* _RECORDS TO PROCESS_:
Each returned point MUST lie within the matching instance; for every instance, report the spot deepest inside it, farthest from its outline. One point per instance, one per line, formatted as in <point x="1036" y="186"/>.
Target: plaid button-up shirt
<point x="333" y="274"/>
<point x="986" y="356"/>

...

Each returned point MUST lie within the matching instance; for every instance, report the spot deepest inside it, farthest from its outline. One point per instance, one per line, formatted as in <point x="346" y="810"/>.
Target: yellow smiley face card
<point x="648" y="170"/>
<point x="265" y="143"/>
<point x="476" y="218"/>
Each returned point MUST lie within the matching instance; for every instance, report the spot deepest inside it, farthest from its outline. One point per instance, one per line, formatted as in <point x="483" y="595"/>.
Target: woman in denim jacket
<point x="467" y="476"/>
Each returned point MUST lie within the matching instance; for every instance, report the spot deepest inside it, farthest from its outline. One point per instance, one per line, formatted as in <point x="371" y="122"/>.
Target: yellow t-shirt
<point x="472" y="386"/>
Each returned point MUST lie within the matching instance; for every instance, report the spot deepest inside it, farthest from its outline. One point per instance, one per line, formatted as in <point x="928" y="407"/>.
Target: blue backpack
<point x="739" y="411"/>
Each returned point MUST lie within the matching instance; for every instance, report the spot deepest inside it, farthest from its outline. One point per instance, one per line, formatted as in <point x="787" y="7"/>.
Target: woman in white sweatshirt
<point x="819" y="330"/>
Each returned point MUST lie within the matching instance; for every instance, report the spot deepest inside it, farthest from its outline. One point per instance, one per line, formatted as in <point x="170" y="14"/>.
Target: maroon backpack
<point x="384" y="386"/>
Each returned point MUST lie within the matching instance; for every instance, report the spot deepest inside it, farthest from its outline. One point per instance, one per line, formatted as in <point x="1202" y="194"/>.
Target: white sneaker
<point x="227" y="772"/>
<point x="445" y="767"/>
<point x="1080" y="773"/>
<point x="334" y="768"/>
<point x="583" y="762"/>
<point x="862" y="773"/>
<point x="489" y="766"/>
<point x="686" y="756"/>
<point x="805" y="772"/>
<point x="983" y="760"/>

* _DIRECTIONS FOR THIS TASK_:
Show every line from the listing that contains "Each".

* _RESULT FOR THIS EXERCISE_:
Each returned point MUST lie within the matching instance; for every instance, report the spot deepest inside it, farthest from its outline. One point per instance, one per line, formatted as in <point x="1036" y="186"/>.
Each returned point MUST lie within the matching instance; for every instance, report the spot deepest inside it, farthest from its outline. One point per instance, one per line, formatted as in <point x="346" y="810"/>.
Each returned point MUST lie within the matching instance; for every instance, report the spot deepest inside it, farthest from its outline. One point per instance, one per line, formatted as in <point x="483" y="595"/>.
Each returned point MUST lie within the matching instance; for every instance, report the spot deepest inside it, farthest from its outline. One point per instance, one per line, formatted as in <point x="371" y="122"/>.
Each returned point MUST lie within the matching instance; for every instance, report the spot deepest inside it, farthest from its outline. One point per instance, one per line, formatted as in <point x="928" y="407"/>.
Each returned point MUST lie within the matching instance; for every instance, report the spot deepest inside it, farthest from its outline. One point per instance, one per line, formatted as in <point x="787" y="7"/>.
Each returned point MUST lie within the matching instance; for every instance, report the spot deepest inside it, farthest from its outline. One point per instance, one per line, formatted as in <point x="170" y="14"/>.
Each returned point MUST lie within the matching instance; for every instance, report the spot deepest inside it, farthest from its outline. One point per instance, one per line, formatted as in <point x="1202" y="194"/>.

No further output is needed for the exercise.